- _TEXTE À LIRE_:
Les travers de la bourgeoisie
6 novembre 2014, Joanie Duquette, Tranches de
culture
André
Ricard, dramaturge québécois de talent est l’auteur de nombreuses pièces telles
que Le déversoir des larmes, Gens sans
aveu et Le tréteau des apatrides.
Néanmoins, sa pièce La vie exemplaire
d’Alicide 1er, le pharamineux, et de sa proche descendance est
celle qui fait le plus réfléchir… « L’argent ne fait pas le
bonheur », cette célèbre expression n’aura jamais été aussi vraie que dans
cette pièce. Joué pour la première fois le 6 janvier 1972, André Ricard raconte
une histoire de déchirement dans la famille la plus riche de son univers
déjanté. Dernièrement, la pièce fut interprétée par de jeunes finissants en
exploration théâtrale à la salle Léon-Ringuet du cégep de Saint-Hyacinthe. Mise
en scène par Carl Béchard, les représentations ont eu lieu du 24 au 30 octobre
2014.
Corruption, affaires frauduleuses, fratricides et
même inceste font partie des sujets soulevés par André Ricard par le biais
d’Alcide 1er, cet homme contrôlant, manipulateur et avare. Il tente
par tous les moyens de garder sa descendance sous sa coupe, mais dans une
famille où l’argent est la principale valeur, la zizanie s’installe dans
l’ombre puis, devient tranquillement de plus en plus présente. Ils forment des
alliances et finissent tous par s’entretuer! Et tout cela dépeint en 12
tableaux (décors). Cette tragédie garde une très grande portée politique et
sociale. La fin est un excellent exemple. On peut voir Laurence (la cadette
d’Alcide) qui est allée « miner les voûtes de l’édifice » où se
trouvent ses frères Pistache et Geoffroy.

- _BUT DE L'EXERCICE_:
Répondez à ces questions sur la critique ci-dessus :
(a) À quelle date la pièce a-t-elle été jouée pour la première fois ?
(b) Qui a assuré la mise en scène des représentations à la salle Léon-Ringuet ?
(c) En combien de tableaux l'histoire est-elle dépeinte ?

- _ENTRÉES EXTRAITES_:
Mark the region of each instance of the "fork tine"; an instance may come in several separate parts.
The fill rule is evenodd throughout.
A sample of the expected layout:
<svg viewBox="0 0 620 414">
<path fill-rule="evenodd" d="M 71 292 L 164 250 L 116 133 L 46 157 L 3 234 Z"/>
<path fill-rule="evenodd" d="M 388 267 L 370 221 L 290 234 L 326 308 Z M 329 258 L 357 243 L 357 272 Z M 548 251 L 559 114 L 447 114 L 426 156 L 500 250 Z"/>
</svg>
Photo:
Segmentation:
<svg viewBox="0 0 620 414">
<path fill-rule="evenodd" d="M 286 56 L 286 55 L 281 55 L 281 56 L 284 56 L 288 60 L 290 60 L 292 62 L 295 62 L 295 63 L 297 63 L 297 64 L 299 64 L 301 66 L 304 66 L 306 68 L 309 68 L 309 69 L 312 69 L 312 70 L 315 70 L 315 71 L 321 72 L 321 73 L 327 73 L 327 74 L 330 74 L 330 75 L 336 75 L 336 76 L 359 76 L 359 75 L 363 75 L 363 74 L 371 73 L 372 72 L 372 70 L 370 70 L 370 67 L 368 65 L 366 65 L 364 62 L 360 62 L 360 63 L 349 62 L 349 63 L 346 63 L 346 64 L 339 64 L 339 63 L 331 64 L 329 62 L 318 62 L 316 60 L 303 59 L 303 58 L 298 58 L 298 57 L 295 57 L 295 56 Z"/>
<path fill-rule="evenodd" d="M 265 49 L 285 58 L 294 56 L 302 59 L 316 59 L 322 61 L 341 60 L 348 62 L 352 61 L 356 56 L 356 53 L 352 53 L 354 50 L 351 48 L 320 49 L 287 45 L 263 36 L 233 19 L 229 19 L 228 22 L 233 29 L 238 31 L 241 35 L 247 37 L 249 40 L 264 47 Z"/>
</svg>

---

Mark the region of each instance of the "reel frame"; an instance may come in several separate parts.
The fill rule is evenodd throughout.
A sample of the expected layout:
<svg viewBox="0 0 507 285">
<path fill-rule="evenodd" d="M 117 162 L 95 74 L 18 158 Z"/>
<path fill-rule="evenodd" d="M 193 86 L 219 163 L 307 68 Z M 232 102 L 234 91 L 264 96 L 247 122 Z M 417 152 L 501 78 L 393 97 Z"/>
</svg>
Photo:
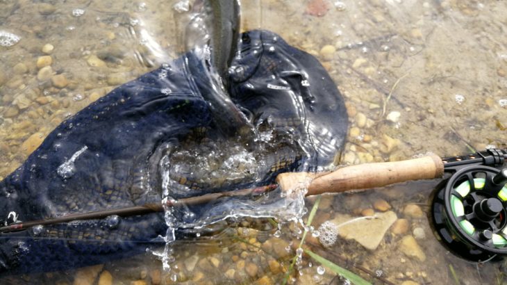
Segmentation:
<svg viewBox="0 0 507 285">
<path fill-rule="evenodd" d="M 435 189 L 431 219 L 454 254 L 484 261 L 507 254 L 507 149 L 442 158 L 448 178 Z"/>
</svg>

--

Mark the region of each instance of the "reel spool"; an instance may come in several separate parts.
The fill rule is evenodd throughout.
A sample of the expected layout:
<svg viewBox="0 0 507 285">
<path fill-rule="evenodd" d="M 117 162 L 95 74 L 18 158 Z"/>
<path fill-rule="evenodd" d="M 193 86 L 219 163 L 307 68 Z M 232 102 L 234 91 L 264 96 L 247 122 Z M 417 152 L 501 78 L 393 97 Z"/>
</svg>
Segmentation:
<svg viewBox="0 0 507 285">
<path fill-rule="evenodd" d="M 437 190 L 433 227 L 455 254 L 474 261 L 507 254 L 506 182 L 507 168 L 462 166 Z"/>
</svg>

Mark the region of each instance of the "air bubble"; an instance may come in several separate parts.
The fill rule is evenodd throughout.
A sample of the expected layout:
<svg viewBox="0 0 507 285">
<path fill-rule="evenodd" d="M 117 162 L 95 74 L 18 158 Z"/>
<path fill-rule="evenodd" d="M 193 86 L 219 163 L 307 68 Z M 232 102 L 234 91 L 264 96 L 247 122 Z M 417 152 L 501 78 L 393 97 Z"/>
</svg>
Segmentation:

- _CORRIGÉ_:
(a) Le 6 janvier 1972.
(b) Carl Béchard.
(c) En 12 tableaux.